§ **WORK TO COMPLETE**: Leave the images aside and copy out the whole listing, exact to the word.

§ **RECORDS PROVIDED**:

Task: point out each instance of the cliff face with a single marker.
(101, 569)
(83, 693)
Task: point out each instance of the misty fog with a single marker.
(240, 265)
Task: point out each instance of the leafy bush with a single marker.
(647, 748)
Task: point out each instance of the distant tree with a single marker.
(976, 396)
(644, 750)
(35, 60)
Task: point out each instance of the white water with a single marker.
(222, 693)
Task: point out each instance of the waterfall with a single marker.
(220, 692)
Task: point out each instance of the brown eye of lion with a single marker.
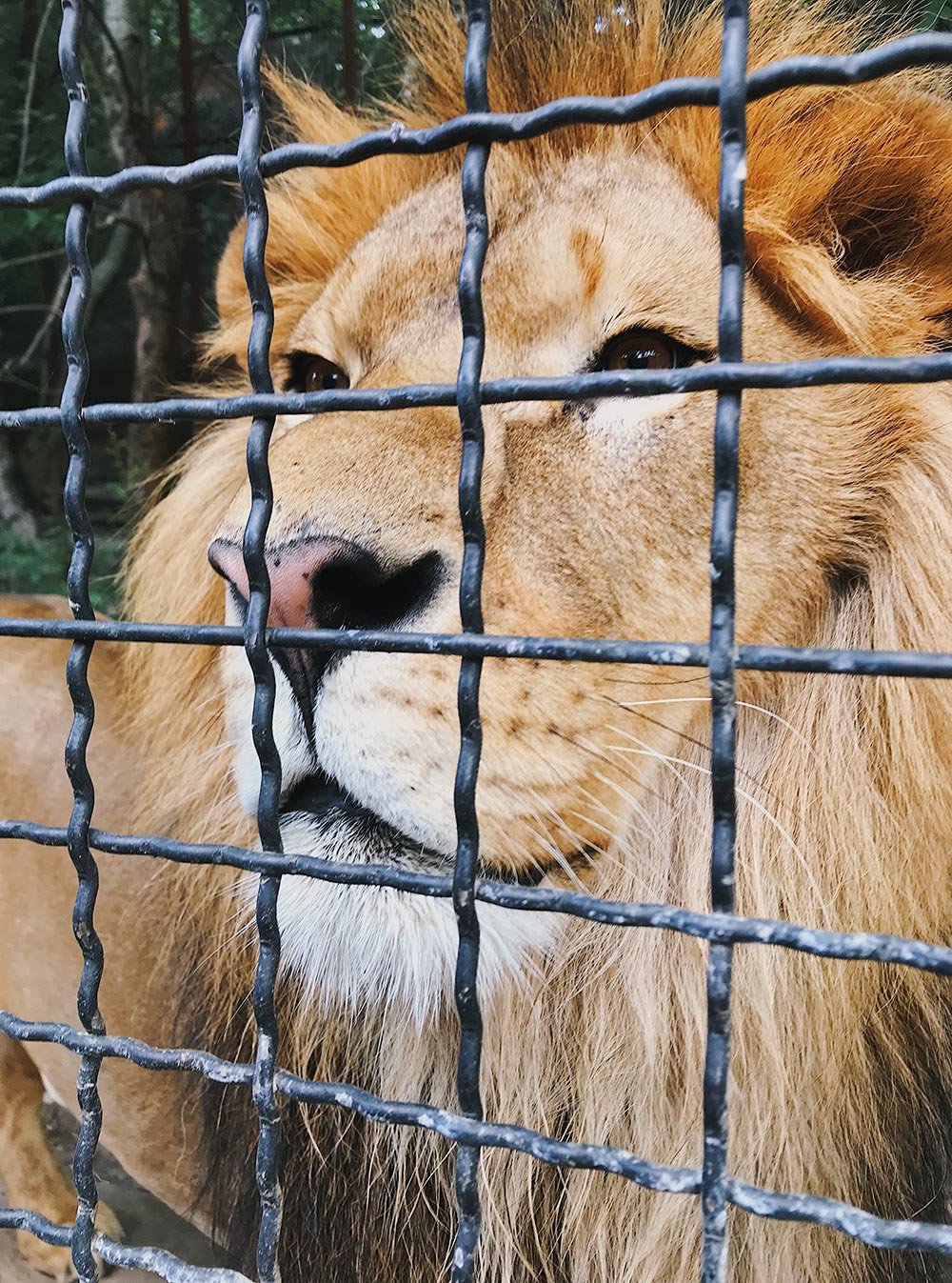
(310, 373)
(642, 350)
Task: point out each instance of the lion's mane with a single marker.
(841, 1071)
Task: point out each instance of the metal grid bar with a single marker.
(469, 294)
(918, 50)
(254, 629)
(479, 128)
(81, 652)
(724, 707)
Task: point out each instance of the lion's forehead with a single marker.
(570, 251)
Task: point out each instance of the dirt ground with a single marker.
(145, 1220)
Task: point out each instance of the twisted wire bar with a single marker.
(933, 665)
(875, 1231)
(716, 376)
(722, 928)
(80, 1238)
(918, 50)
(724, 710)
(469, 294)
(267, 1159)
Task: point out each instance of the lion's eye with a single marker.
(310, 373)
(645, 350)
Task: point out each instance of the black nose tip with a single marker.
(355, 591)
(331, 583)
(328, 583)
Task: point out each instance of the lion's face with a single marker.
(597, 525)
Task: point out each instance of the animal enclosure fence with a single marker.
(479, 130)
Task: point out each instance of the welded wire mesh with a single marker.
(479, 129)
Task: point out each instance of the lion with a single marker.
(604, 255)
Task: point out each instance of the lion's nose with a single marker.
(328, 583)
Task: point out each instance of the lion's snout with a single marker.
(332, 583)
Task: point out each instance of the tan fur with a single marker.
(841, 1072)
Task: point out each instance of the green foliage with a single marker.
(40, 566)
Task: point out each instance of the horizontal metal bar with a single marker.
(688, 654)
(902, 1234)
(715, 376)
(505, 647)
(907, 1235)
(916, 50)
(718, 928)
(124, 1256)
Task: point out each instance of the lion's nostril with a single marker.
(331, 583)
(358, 591)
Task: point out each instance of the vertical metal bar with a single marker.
(473, 180)
(733, 114)
(267, 1164)
(81, 652)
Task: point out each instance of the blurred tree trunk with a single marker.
(349, 51)
(157, 284)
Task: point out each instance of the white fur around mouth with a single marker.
(354, 949)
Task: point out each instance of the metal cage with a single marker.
(479, 129)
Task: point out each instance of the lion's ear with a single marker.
(316, 217)
(851, 213)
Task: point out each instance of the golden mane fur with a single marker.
(849, 824)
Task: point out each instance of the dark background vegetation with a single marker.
(162, 86)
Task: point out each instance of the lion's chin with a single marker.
(362, 949)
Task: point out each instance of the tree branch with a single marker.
(29, 94)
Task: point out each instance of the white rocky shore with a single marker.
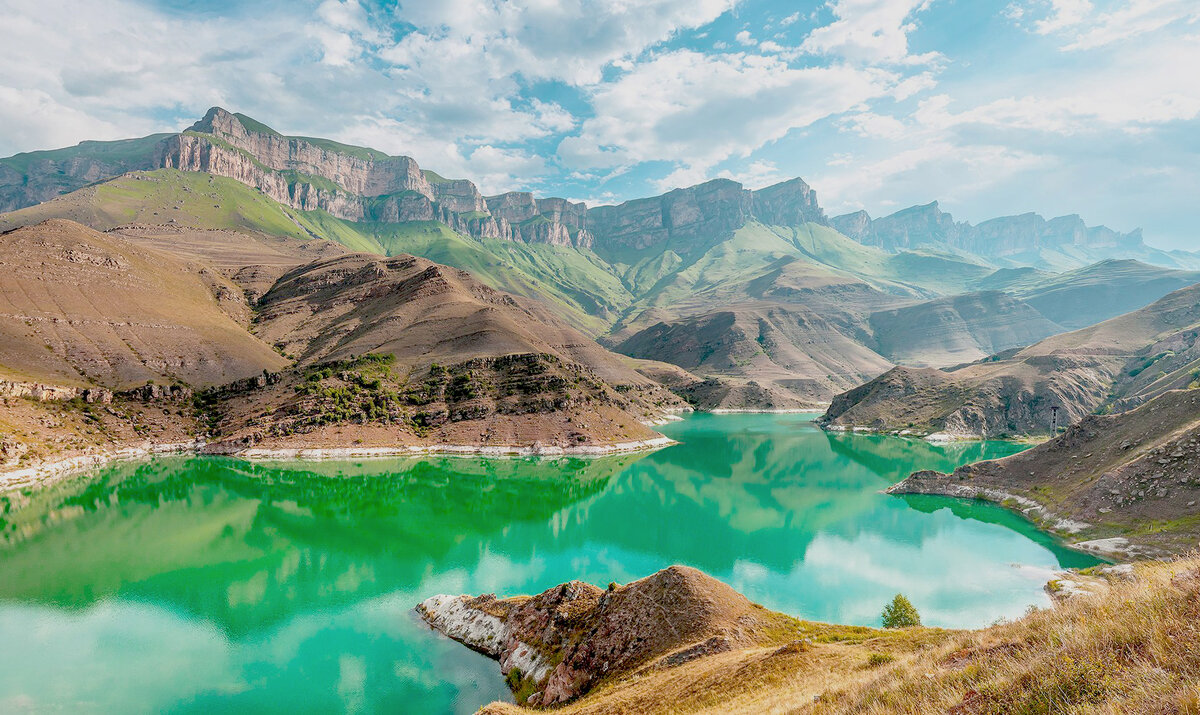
(51, 470)
(479, 630)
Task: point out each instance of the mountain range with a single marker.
(756, 292)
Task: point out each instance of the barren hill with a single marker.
(1133, 476)
(82, 307)
(1110, 366)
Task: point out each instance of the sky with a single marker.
(991, 108)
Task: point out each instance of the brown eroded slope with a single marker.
(251, 259)
(81, 307)
(1114, 365)
(958, 329)
(577, 638)
(403, 352)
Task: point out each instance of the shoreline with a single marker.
(934, 437)
(47, 473)
(797, 410)
(1114, 547)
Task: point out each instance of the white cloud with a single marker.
(1138, 88)
(868, 124)
(1063, 13)
(936, 168)
(873, 31)
(756, 174)
(697, 110)
(570, 41)
(1134, 19)
(1084, 26)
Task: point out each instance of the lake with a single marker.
(214, 584)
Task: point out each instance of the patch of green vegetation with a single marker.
(521, 685)
(360, 390)
(900, 613)
(124, 154)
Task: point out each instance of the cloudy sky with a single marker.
(1001, 107)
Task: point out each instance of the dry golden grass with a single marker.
(1133, 649)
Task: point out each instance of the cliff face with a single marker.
(358, 184)
(1007, 235)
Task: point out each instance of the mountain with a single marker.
(288, 343)
(1089, 295)
(958, 329)
(754, 290)
(1114, 365)
(405, 340)
(84, 308)
(36, 176)
(1108, 476)
(1025, 240)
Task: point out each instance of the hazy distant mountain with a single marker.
(1115, 366)
(1027, 239)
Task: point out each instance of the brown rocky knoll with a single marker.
(81, 307)
(1110, 366)
(795, 353)
(1119, 640)
(1129, 480)
(569, 640)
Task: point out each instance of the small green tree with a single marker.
(900, 613)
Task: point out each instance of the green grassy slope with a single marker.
(124, 151)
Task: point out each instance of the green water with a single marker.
(208, 584)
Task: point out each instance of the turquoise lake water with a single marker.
(213, 584)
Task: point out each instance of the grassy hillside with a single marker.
(1127, 644)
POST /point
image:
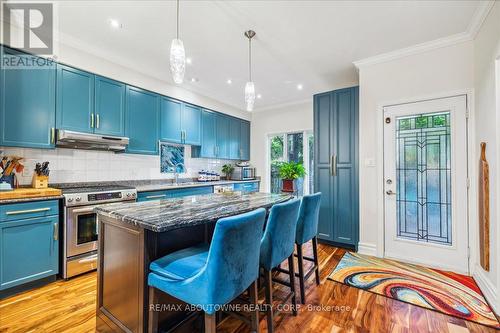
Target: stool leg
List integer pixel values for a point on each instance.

§ **FINISHED TASK**:
Task: point out each instance of the cliff face with a single marker.
(101, 569)
(83, 693)
Task: point out each instance of the misty fog with a single marker.
(240, 265)
Task: point out each instance of the leafy bush with a single marker.
(647, 748)
Task: point out each instance of the distant tree with a single marker.
(976, 396)
(644, 750)
(35, 60)
Task: point out each instance of the white water with a single marker.
(222, 693)
Task: point out each instance of the waterfall with a single marker.
(220, 692)
Task: point out each instance of the brown eye of lion with a single marker.
(310, 373)
(642, 350)
Task: point out each instance of the lion's mane with a single marker.
(841, 1071)
Task: point out each instance of the metal grid bar with a single marker.
(469, 294)
(918, 50)
(254, 629)
(479, 128)
(81, 652)
(724, 707)
Task: point out each instance of the lion's forehead with a single marker.
(570, 251)
Task: point out each instance of the dirt ground with a single marker.
(145, 1220)
Task: point out each instance of the twisted wire bar with a single marker.
(933, 665)
(875, 1231)
(716, 376)
(722, 928)
(80, 1238)
(918, 50)
(724, 710)
(469, 294)
(267, 1159)
Task: point out each instance of the lion's eye with a single marker.
(310, 373)
(645, 350)
Task: point out each instance of the black nose tip with a single marker.
(355, 591)
(331, 583)
(328, 583)
Task: point out each instance of the lion's face with a single marker.
(597, 525)
Task: point out each instance of the animal enclosure fence with a single marker.
(479, 130)
Task: point out each instance of the welded wire mesh with a single marker.
(479, 129)
Task: point out each instance of the lion with a single marker.
(604, 255)
Task: point out each instance of the lion's nose with a single marker.
(328, 583)
Task: point out each instance of the lion's snout with a single marker.
(332, 583)
Task: point out each instance of the tan fur with a single marker.
(841, 1072)
Task: point out each instance of the green foliage with a single marker.
(40, 566)
Task: point out each instance of the horizontal metal bar with a single marker.
(688, 654)
(902, 1234)
(715, 376)
(505, 647)
(907, 1235)
(916, 50)
(718, 928)
(124, 1256)
Task: point out each instance of the lion's nostril with a single marker.
(331, 583)
(358, 591)
Task: point out each instance of the vertical metal bar with a single marker.
(473, 180)
(733, 114)
(267, 1164)
(81, 652)
Task: point out each instance of the blurred tree trunk with a single marker.
(349, 51)
(157, 284)
Task: point out each instance of the white fur around mouth with a single marker.
(354, 949)
Task: point out each instance of the metal cage with a single marker.
(479, 129)
Task: point out each instance of the lion's ear with a single marker.
(316, 217)
(851, 213)
Task: point out each instance of the golden mane fur with a single marker.
(849, 824)
Task: point out each instance of the dark background vegetation with a single marker.
(162, 86)
Task: point out each instance of the lion's chin with a single marker.
(362, 949)
Task: point out each instance of the tree branch with a single marker.
(29, 94)
Task: point out each instance of the white rocky shore with a single marker.
(51, 470)
(479, 630)
Task: point out each instance of the mountain range with a single marker.
(756, 292)
Task: point out each instance of the barren hill with a single marker.
(1133, 476)
(82, 307)
(1110, 366)
Task: point out each instance of the sky with a single marker.
(991, 108)
Task: point out each instance of the brown eroded slope with a single marker.
(251, 259)
(81, 307)
(1114, 365)
(958, 329)
(577, 638)
(403, 352)
Task: point out each instance of the shoreline with a single marker.
(934, 437)
(47, 473)
(797, 410)
(1114, 547)
Task: point out each instance of the white cloud with a single marker.
(1138, 88)
(868, 124)
(1063, 13)
(936, 168)
(873, 31)
(756, 174)
(697, 110)
(570, 41)
(1134, 19)
(1084, 26)
Task: point out each instance of the lake with a single marker.
(214, 584)
Task: point out each instance of the patch of green vegetation with a single marker.
(521, 685)
(360, 390)
(900, 613)
(124, 154)
Task: point out each instance of the cloudy sky with a single marker.
(1001, 107)
Task: point out each instance of the dry golden grass with a single marker.
(1133, 649)
Task: point out each instance of the cliff face with a single marker.
(358, 184)
(1007, 235)
Task: point out each instance of the mountain with a single marker.
(288, 343)
(1089, 295)
(958, 329)
(754, 290)
(1114, 365)
(405, 340)
(84, 308)
(36, 176)
(1108, 476)
(1025, 240)
Task: point out each instance of the hazy distant mountain with a single marker.
(1115, 366)
(1027, 239)
Task: point out each instance of the brown rocky knoll with a single marker.
(81, 307)
(1110, 366)
(795, 353)
(1119, 640)
(1129, 480)
(569, 640)
Task: point out each instance of the small green tree with a single marker.
(900, 613)
Task: point out each instance of the green grassy slope with a single marker.
(124, 151)
Task: point out each instance of the green water with a single marker.
(208, 584)
Task: point out each instance of the turquoise lake water with a single marker.
(213, 584)
Task: point out each instance of the grassy hillside with a single marker.
(1127, 644)
POST /point
image:
Target: stool leg
List integer pixel values for a point on each instance.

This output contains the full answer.